→ **Referring expression data**:
# # # #

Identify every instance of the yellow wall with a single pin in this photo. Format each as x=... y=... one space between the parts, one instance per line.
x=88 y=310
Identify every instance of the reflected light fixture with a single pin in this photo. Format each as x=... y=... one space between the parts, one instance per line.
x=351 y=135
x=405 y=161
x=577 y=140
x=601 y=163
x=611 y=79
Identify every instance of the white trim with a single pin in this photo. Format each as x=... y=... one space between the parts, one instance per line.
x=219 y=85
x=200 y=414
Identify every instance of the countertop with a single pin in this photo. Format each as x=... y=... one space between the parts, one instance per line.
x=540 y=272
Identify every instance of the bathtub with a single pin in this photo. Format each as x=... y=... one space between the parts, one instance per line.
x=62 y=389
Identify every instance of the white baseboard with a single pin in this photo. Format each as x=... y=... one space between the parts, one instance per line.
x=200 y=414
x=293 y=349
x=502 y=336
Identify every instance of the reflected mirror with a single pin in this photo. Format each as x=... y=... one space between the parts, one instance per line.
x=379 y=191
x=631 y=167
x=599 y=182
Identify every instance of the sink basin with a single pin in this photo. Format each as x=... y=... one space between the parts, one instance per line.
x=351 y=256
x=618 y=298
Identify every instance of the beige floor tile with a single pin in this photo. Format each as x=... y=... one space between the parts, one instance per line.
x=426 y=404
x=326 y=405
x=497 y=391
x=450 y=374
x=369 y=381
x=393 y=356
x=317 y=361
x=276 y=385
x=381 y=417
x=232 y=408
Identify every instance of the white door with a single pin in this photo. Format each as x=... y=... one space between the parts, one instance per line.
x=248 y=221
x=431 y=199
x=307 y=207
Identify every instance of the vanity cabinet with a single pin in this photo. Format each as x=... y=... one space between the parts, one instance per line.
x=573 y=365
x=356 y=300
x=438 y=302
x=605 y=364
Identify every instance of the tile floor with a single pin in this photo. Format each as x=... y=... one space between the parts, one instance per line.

# # # #

→ **Assigned task**: Give each line of the records above again, unchanged.

→ **Result**:
Identify every instance of the yellow wall with a single pin in this photo. Format each as x=... y=... one space between the parts, one instance per line.
x=88 y=310
Identify every instance of the reflected light fixture with a single pin in this photo. Format each as x=... y=... one space between the parts, one instance per line.
x=351 y=135
x=405 y=161
x=577 y=140
x=601 y=163
x=611 y=79
Identify every instance of the white trim with a single pin in this photo. Format each as x=... y=... one space between the parts, one instance per line.
x=219 y=85
x=200 y=414
Identify every instance of the countertop with a single pin in this photo. Format each as x=... y=... one space between the parts, one instance per line.
x=540 y=272
Identify every instance of the bathtub with a single pin in this photo. Format each as x=... y=... one space between the parts, one instance per line.
x=62 y=389
Identify every instance of the white baseboard with a single pin in this photo. Format each as x=... y=... one space between the parts, one instance per line.
x=200 y=414
x=293 y=349
x=502 y=336
Identify every instance of the reflected mirror with a single pin in this photo. Format each as x=... y=... one space between the parts, one instance per line.
x=379 y=191
x=631 y=167
x=599 y=182
Identify every instance of the sink basin with a single pin in this photo. Format each as x=... y=... one space between the parts, one instance per line.
x=351 y=256
x=618 y=298
Identify every instance of the beige floor tile with a single pin in this photo. Format each as x=... y=... one space between the parts, one instance per line.
x=426 y=404
x=326 y=405
x=497 y=391
x=450 y=374
x=369 y=381
x=393 y=356
x=317 y=361
x=276 y=385
x=381 y=417
x=232 y=408
Identify every instance of the white door with a single pin in this photo. Format each as x=... y=... one space between the parts, one instance per line.
x=248 y=221
x=431 y=199
x=307 y=207
Identify every instance of the vanity cabinet with a single pin in this photo. Format each as x=... y=... one space between the parts, one instance per line.
x=573 y=365
x=356 y=300
x=438 y=302
x=605 y=364
Identify every instance of the tile floor with a single pin in this photo. Format each as x=... y=... one space between the parts, one instance per line.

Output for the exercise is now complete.